> _GOAL_
Drop the pictures and extract exactly the lines from the one that contains "Could you spot the seagull" through the end of the material.

* Begin SUPPLIED INFORMATION *

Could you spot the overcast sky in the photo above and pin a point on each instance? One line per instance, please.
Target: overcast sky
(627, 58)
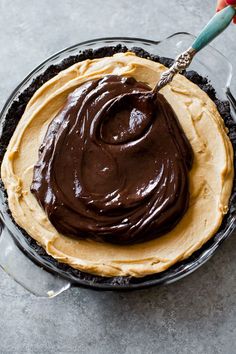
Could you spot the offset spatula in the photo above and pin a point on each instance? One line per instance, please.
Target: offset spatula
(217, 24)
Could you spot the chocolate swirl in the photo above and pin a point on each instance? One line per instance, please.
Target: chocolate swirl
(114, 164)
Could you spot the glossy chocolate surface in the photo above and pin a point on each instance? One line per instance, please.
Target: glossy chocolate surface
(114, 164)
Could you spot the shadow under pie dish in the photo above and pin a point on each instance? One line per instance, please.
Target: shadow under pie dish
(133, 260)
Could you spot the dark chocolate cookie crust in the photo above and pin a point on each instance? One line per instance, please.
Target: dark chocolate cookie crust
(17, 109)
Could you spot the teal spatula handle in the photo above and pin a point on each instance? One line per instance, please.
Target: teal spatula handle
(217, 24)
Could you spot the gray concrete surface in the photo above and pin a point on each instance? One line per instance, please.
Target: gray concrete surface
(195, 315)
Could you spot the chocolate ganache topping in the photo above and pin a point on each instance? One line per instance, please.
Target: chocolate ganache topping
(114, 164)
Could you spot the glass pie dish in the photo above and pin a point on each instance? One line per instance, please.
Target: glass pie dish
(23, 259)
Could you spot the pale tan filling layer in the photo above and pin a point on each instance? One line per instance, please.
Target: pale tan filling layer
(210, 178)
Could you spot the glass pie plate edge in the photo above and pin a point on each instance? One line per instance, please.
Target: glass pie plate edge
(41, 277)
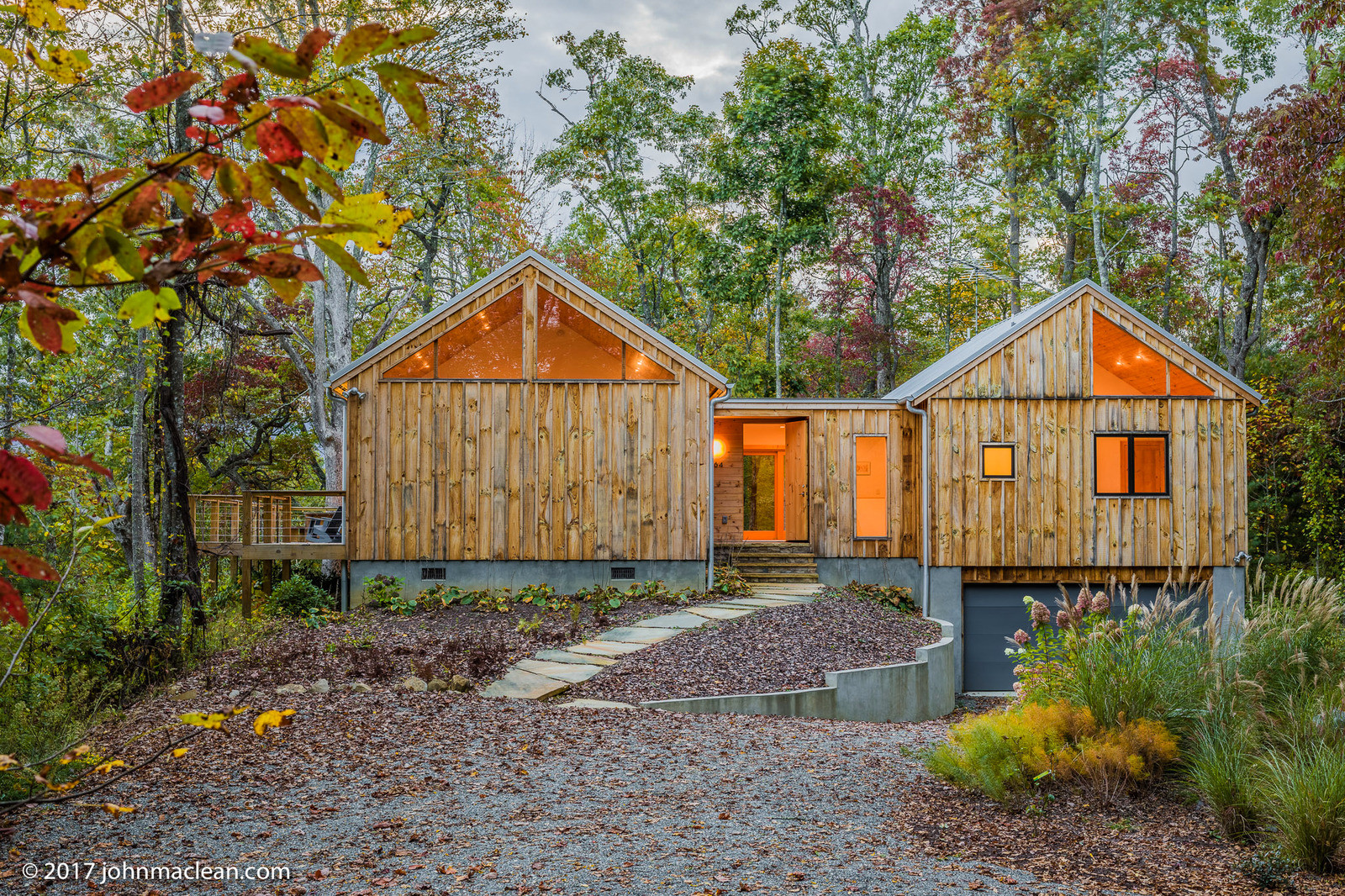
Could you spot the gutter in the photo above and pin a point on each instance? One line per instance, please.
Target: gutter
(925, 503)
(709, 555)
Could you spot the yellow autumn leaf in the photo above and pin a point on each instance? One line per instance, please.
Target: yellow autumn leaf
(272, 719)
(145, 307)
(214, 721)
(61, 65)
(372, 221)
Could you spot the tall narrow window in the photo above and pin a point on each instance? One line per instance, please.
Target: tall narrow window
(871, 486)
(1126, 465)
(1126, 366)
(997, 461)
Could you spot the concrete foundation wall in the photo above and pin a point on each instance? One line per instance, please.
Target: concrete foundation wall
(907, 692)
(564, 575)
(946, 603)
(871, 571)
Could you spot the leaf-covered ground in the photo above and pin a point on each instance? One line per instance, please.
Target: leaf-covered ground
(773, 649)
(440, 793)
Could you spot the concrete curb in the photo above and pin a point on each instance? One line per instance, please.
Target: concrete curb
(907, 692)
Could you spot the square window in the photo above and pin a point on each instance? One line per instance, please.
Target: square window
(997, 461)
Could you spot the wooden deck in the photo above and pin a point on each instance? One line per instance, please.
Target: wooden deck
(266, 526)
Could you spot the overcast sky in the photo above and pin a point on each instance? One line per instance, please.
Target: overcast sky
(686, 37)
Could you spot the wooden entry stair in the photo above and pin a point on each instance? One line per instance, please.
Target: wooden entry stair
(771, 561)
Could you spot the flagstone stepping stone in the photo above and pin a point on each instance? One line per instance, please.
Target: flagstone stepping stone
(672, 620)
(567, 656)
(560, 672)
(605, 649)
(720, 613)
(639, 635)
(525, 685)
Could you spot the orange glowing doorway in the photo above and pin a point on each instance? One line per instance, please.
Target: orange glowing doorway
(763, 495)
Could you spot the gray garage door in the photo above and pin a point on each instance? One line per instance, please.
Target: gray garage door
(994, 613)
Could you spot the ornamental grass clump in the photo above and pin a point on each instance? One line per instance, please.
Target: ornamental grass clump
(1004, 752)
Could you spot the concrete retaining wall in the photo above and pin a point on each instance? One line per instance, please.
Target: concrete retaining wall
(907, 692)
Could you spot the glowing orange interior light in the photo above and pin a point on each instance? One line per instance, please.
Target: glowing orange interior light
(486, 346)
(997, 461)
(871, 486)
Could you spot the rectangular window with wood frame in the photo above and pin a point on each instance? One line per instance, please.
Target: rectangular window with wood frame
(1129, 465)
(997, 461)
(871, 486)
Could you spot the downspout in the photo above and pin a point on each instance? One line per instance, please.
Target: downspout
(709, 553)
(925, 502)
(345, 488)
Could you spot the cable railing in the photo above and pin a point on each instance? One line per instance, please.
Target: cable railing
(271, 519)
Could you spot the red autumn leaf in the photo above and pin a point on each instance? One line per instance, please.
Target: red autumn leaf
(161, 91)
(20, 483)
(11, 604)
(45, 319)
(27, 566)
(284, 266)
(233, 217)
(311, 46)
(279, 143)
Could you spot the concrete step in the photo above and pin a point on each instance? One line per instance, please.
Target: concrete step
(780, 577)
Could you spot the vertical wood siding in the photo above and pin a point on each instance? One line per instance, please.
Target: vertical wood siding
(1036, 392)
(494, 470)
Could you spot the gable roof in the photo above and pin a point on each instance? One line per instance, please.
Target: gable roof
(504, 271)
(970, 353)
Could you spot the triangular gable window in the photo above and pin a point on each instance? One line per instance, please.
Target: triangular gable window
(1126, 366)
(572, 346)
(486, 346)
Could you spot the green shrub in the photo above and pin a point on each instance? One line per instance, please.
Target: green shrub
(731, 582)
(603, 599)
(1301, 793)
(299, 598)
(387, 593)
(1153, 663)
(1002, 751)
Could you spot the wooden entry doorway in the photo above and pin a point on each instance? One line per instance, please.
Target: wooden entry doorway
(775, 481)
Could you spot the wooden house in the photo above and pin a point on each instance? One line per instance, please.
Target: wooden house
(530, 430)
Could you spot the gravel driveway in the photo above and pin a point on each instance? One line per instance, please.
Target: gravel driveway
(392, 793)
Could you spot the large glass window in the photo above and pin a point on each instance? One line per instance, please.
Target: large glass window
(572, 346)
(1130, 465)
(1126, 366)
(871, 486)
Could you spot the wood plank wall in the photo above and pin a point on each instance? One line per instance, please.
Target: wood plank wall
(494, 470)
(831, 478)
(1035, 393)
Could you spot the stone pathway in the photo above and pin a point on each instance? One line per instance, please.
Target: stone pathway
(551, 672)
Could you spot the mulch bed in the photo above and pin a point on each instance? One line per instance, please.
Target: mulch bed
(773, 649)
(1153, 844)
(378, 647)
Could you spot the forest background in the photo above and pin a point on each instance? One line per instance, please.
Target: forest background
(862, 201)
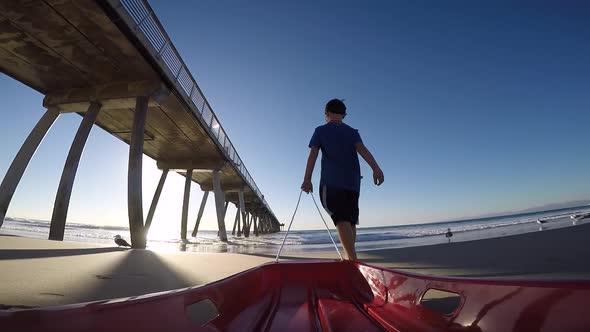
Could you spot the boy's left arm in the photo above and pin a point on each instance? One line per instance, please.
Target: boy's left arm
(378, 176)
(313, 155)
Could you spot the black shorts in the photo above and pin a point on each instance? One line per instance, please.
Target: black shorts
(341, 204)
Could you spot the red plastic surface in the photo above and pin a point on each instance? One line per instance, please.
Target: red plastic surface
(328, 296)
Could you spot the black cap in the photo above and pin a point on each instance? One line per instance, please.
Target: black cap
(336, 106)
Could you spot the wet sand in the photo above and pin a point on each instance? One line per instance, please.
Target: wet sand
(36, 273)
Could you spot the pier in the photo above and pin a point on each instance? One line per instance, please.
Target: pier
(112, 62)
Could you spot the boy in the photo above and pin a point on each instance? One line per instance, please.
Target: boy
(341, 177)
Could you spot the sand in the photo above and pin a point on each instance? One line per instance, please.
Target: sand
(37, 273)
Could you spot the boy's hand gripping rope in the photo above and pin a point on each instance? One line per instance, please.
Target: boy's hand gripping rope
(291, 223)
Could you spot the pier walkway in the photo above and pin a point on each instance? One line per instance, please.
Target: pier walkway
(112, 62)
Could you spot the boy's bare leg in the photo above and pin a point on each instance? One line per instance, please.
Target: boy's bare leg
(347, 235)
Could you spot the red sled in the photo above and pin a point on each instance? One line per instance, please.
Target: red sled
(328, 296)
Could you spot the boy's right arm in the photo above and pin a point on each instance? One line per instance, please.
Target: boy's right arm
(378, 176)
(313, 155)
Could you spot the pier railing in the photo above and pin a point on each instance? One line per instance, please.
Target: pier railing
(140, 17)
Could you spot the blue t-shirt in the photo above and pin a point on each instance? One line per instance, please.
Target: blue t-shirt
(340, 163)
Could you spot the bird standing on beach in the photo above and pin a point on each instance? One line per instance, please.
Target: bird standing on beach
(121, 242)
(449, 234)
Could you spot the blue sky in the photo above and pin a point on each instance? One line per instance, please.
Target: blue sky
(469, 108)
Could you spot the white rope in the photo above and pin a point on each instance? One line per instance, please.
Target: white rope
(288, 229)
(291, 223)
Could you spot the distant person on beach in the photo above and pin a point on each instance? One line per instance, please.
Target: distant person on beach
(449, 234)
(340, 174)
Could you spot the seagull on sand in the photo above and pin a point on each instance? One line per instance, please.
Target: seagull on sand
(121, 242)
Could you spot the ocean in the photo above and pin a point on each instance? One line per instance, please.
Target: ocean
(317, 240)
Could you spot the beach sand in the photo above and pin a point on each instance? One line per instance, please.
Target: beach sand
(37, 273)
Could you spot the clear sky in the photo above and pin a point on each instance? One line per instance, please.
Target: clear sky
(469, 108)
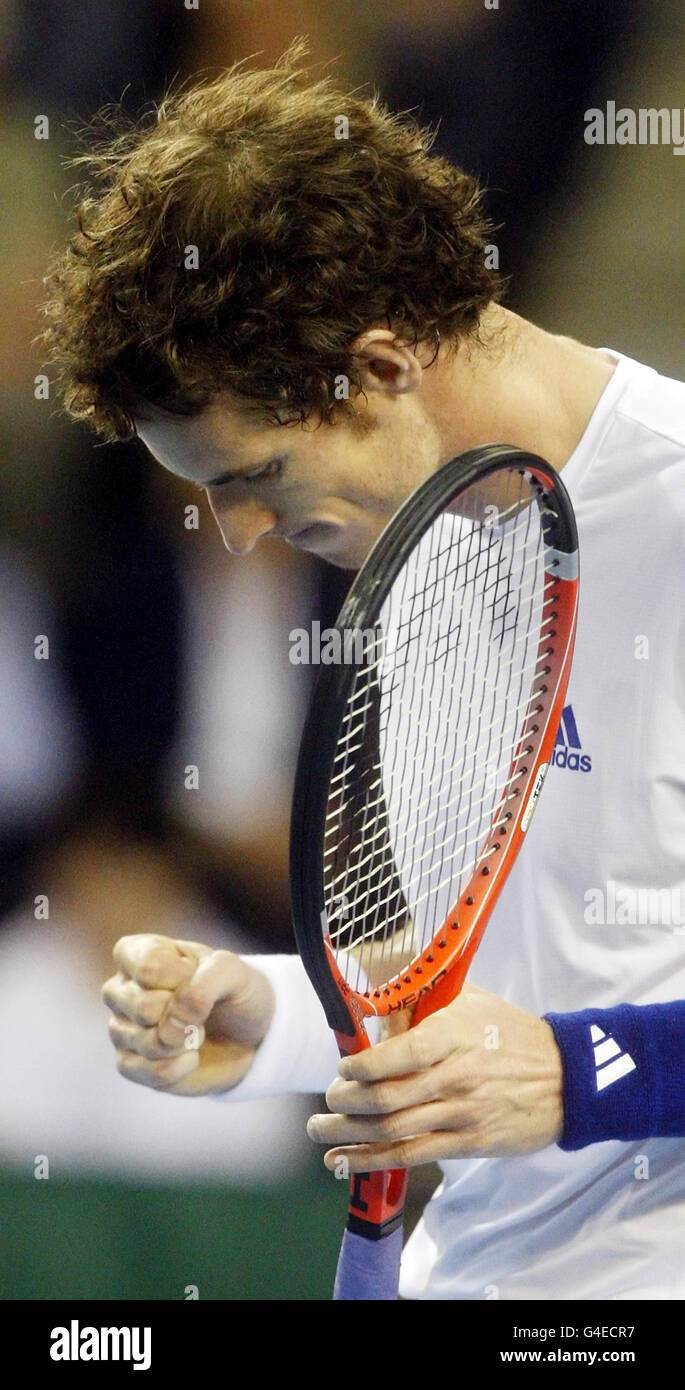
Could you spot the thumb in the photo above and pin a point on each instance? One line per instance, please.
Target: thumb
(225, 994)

* End SUPPLIED INFORMATION *

> _EXERCISE RESULT_
Could you spot the seagull on sand in the photo above and pin a point on each instance? One line per instance, please.
Target: seagull on sand
(121, 242)
Could you spot the ocean in the photo above and pin a point on each instance? One line per instance, please.
Target: ocean
(317, 240)
Could you spot the beach sand in the photo above and pin a point on each instance? One line per instance, please.
Target: beach sand
(37, 273)
Could you spot the clear sky in the photo above and pin a point on each instance? One line per instance, please.
Target: clear sky
(469, 108)
Could you spot the thumb in the photo above and pin a point on each instance? One line per instance, please.
Target: thumb
(225, 994)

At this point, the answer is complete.